• Objetivo 1
Transcreva o trecho sobre a pesquisa psíquica e a ciência desde "Há, pois, um" até "que pretende analisar.", incluindo essas palavras.

Há, pois, um despreparo cultural, metodológico e instrumental quanto à
pesquisa psíquica, que se obstina em adotar procedimentos inadequados à
percepção e avaliação da fenomenologia que pretende analisar.

Não é de admirar-se por conseguinte, que esteja em crise o processo da busca
do conhecimento. Germinou, criou raízes e proliferou por toda parte o conceito
de que a ciência como todo é autoridade suprema e final sobre aquilo que devemos
aceitar ou rejeitar na estruturação das nossas crenças e convicções, como se
tivéssemos trocado um tipo de procedimento dogmático de caráter religioso por
outro, de natureza científica, apoiada, este último, em métodos inquisitoriais
mais sutis, mas não menos inibidores e nem menos perversos do que o seu
antecessor na historia do pensamento.

• Linhas do exercício

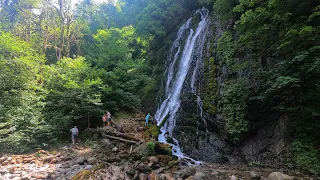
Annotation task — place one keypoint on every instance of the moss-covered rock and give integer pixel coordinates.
(85, 174)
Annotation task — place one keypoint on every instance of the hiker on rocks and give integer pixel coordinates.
(147, 119)
(106, 118)
(74, 134)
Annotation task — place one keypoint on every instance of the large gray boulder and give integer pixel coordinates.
(279, 176)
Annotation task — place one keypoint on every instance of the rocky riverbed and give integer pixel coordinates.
(125, 153)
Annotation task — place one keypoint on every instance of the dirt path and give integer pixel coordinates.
(124, 154)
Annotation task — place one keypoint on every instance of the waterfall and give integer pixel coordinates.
(177, 73)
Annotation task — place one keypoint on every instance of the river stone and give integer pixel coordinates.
(199, 176)
(279, 176)
(88, 167)
(115, 149)
(80, 160)
(131, 172)
(254, 175)
(25, 178)
(233, 177)
(143, 176)
(92, 160)
(48, 159)
(105, 141)
(185, 172)
(153, 159)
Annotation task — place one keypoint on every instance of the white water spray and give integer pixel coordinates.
(170, 106)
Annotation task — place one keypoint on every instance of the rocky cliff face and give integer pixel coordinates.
(266, 141)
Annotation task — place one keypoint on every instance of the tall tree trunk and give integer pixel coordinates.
(88, 120)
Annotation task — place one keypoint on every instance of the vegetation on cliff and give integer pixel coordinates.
(64, 64)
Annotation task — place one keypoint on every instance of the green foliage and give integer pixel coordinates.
(226, 49)
(211, 89)
(21, 93)
(74, 93)
(305, 155)
(235, 107)
(150, 147)
(224, 9)
(153, 131)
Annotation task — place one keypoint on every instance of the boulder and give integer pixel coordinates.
(105, 142)
(254, 175)
(80, 160)
(185, 172)
(143, 176)
(173, 163)
(92, 160)
(131, 172)
(279, 176)
(233, 177)
(115, 149)
(200, 176)
(153, 159)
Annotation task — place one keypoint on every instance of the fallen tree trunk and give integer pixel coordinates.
(121, 139)
(112, 133)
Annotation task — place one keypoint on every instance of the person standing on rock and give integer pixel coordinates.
(147, 119)
(74, 134)
(106, 118)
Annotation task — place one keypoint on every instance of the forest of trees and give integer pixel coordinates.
(63, 65)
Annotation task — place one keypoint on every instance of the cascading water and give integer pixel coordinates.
(192, 51)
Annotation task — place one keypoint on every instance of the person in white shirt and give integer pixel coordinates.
(74, 134)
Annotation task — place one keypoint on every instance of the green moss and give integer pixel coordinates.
(4, 132)
(305, 155)
(3, 125)
(236, 95)
(211, 89)
(150, 147)
(85, 174)
(153, 131)
(164, 149)
(226, 49)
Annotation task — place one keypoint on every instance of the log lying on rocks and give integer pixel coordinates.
(121, 139)
(123, 136)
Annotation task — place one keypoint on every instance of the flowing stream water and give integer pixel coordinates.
(179, 66)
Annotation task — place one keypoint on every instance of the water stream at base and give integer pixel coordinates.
(192, 51)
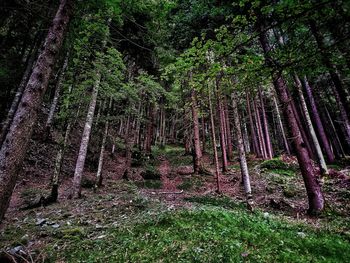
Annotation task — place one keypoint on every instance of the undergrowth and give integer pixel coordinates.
(208, 235)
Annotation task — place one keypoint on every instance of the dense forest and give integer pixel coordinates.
(174, 131)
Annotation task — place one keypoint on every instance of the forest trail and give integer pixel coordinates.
(101, 218)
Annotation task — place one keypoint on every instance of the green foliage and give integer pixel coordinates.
(275, 163)
(192, 183)
(150, 184)
(210, 235)
(150, 173)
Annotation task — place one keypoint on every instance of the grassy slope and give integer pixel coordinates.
(210, 234)
(124, 226)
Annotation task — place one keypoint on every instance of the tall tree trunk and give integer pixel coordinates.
(313, 189)
(241, 152)
(203, 135)
(99, 177)
(56, 96)
(15, 144)
(301, 128)
(16, 100)
(266, 128)
(279, 120)
(228, 130)
(343, 114)
(221, 128)
(326, 59)
(261, 139)
(197, 144)
(252, 129)
(342, 152)
(79, 167)
(150, 129)
(215, 150)
(321, 161)
(245, 137)
(58, 163)
(318, 122)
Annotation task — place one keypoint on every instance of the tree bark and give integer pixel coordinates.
(266, 128)
(215, 150)
(79, 167)
(261, 140)
(16, 100)
(221, 128)
(241, 152)
(197, 144)
(150, 129)
(56, 96)
(252, 128)
(203, 135)
(228, 130)
(99, 177)
(279, 120)
(318, 122)
(321, 161)
(326, 59)
(15, 145)
(313, 189)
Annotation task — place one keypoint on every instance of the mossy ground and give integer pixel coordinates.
(121, 224)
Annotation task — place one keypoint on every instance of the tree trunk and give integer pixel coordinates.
(279, 120)
(58, 163)
(99, 177)
(252, 129)
(11, 113)
(221, 128)
(266, 128)
(301, 128)
(321, 161)
(79, 167)
(313, 189)
(213, 137)
(261, 140)
(203, 135)
(150, 129)
(228, 131)
(342, 152)
(318, 122)
(343, 114)
(241, 152)
(197, 144)
(326, 59)
(56, 96)
(15, 144)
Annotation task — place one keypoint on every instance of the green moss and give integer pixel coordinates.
(223, 201)
(152, 184)
(289, 191)
(209, 235)
(190, 183)
(150, 173)
(276, 163)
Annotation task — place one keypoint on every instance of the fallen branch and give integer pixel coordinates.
(171, 192)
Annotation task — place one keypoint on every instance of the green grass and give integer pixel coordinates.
(174, 154)
(150, 184)
(208, 235)
(190, 183)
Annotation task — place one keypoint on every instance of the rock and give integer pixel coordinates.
(25, 239)
(301, 234)
(40, 221)
(16, 250)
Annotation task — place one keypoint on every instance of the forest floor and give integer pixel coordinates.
(175, 216)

• Objetivo 2
Liste todas as linhas acima que contêm a palavra "stream", levando em conta maiúsculas e minúsculas.

• Solução 1
Há, pois, um despreparo cultural, metodológico e instrumental quanto à
pesquisa psíquica, que se obstina em adotar procedimentos inadequados à
percepção e avaliação da fenomenologia que pretende analisar.

• Solução 2
Annotation task — place one keypoint on every instance of the flowing stream water and give integer pixel coordinates.
Annotation task — place one keypoint on every instance of the water stream at base and give integer pixel coordinates.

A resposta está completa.